Editoriale del n. 52 di "Alternativa di Classe"

pippo civati

"Possibile" di Pippo Civati, è una delle tante espressioni di una sinistra borghese di fatto subalterna al PD.

A fine marzo è stata fissata dal Ministro dell'Interno M. Minniti la data delle prossime elezioni locali, tramite decreto: sarà l'11 di Giugno (con eventuali ballottaggi per la carica di sindaco, da tenersi poi il 25); ma il clima elettorale, pur costantemente latente, c'è sicuramente dall'esito referendario del Dicembre scorso... Certamente, nei primi giorni alcuni “neofiti” della politica ufficiale si “illudevano” che la sconfitta di M. Renzi avrebbe portato ad una scadenza ravvicinata anche per le elezioni politiche, ma questo, evidentemente, non corrispondeva agli interessi materiali del capitale e degli stessi parlamentari (vedi ALTERNATIVA DI CLASSE Anno IV n. 48 a pag. 1).
Per quanto riguarda i due referendum validati, quelli su vaucher e responsabilità negli appalti, su cui la CGIL continua una campagna politica quantomeno inutile, anche se è stata formalmente fissata la data del prossimo 28 Maggio per “il voto”, il Decreto varato dal Governo Gentiloni è destinato ad eliminare tale scadenza, facendo, però, oggi figurare come “vincitore” l'impegno “riformatore” di quel sindacato, dato il (provvisorio) accantonamento dei vaucher. Una “vittoria di Pirro”, cui S. Camusso ed il resto del vertice fanno finta di credere!...
L'unica vera scadenza elettorale ravvicinata della politica ufficiale è, perciò, solo quella dell'11 Giugno (con appendice il 25), un test da tutti loro riconosciuto come importante... E' una sorta di anticipazione delle prossime elezioni politiche, ed i partiti borghesi vogliono verificare il proprio “peso reale”, valutando e confrontando le proprie percentuali di voto, fregandosene del fatto che i votanti sono in sostanziale costante diminuzione dagli anni '90, per regolarsi sui possibili aggiustamenti di linea da tenere.
Trattandosi di elezioni amministrative, le manovre di separazione ed aggregazione del ceto politico non sono omogenee dappertutto. Schematizzando, pur con le normali differenze territoriali, si assiste, sempre in “allusione” al livello nazionale, a tentativi di compattazione del centro-destra, all'agitarsi del populismo del Movimento 5 Stelle, seppure preso di mira dai “vecchi marpioni” della politica ufficiale, ed alla solita ricompattazione del centro-sinistra intorno al Partito Democratico, che, con l'ennesimo congresso, prova a rimanere il fulcro della politica della borghesia nazionale.

---*---

CONSEGNA A:
Trascrivi dall'editoriale tutto il tratto che va da "Editoriale del n." giù fino a "subalterna al PD.".
CONSEGNA B:
Scrivi il seguito dell'editoriale sulle elezioni amministrative, riprendendo subito dopo la sua ultima frase.

CONTENUTO DEL DATASET:
---*---

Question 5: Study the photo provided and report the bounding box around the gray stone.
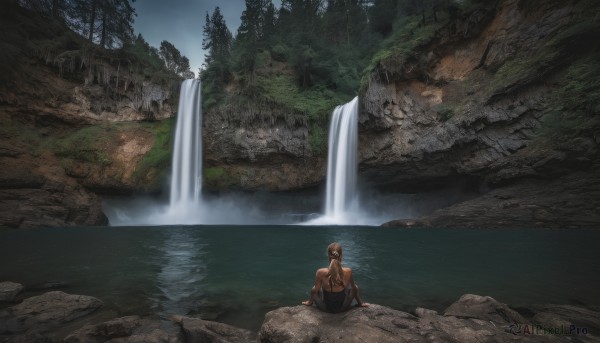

---*---

RISPOSTA A:
Editoriale del n. 52 di "Alternativa di Classe"

pippo civati

"Possibile" di Pippo Civati, è una delle tante espressioni di una sinistra borghese di fatto subalterna al PD.

RISPOSTA B:
Le varie forze della sinistra borghese (“Possibile”, “Sinistra Italiana”, il resuscitato “PCI”, “Rifondazione Comunista”, e via di questo passo), tutte originatesi nel tempo da scissioni provenienti dal medesimo storico “troncone”, quello del Partito Comunista di Togliatti, Longo e Berlinguer, provano, con grandi difficoltà, ad allearsi tra loro per aumentare, in sostanza, il proprio potere contrattuale nei confronti del PD, che resta, comunque, “l'astro” di riferimento, da cui definire se stessi, in positivo o in negativo.
Proprio Domenica 2 Aprile è terminato il X° Congresso Nazionale del PRC-SE, tenutosi su due mozioni, delle quali le aspirazioni più “a sinistra” auspicavano, addirittura, un riavvicinamento internazionale ...ai BRICS (!). Molto triste è stato poi leggere le dichiarazioni del nuovo Segretario Nazionale, Maurizio Acerbo, sui bombardamenti americani in Siria, nelle quali si è apertamente allineato con il “Presidente” B. Assad e la Russia di V. Putin. Come se si dovesse per forza scegliere uno dei due contendenti nello scontro tra blocchi imperialisti!...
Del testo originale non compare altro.